_WORK REQUEST_:
Each record should be returned exactly as it is written.

Dataset entries:

※

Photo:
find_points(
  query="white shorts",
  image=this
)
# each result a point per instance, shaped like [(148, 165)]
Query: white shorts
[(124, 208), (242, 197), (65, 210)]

※

_COMPLETED TASK_:
Photo:
find_points(
  query="white shorts",
  image=this
)
# each result a point per instance, shaped like [(148, 165)]
Query: white shorts
[(124, 208), (242, 197), (65, 210)]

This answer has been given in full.